SUPPLIED RECORDS

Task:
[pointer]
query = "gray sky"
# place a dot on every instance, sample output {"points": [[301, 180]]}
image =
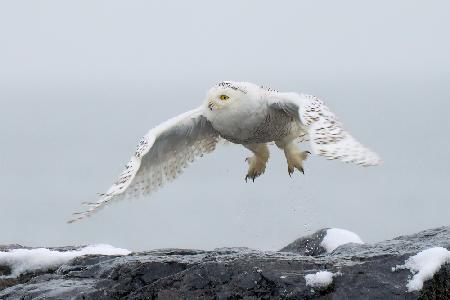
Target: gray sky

WORK INSTRUCTION
An exact copy of all the records, free of pictures, is the expected answer.

FINISHED TASK
Task:
[pointer]
query = "gray sky"
# place a dot on every instance, sample output {"points": [[301, 180]]}
image =
Target: gray sky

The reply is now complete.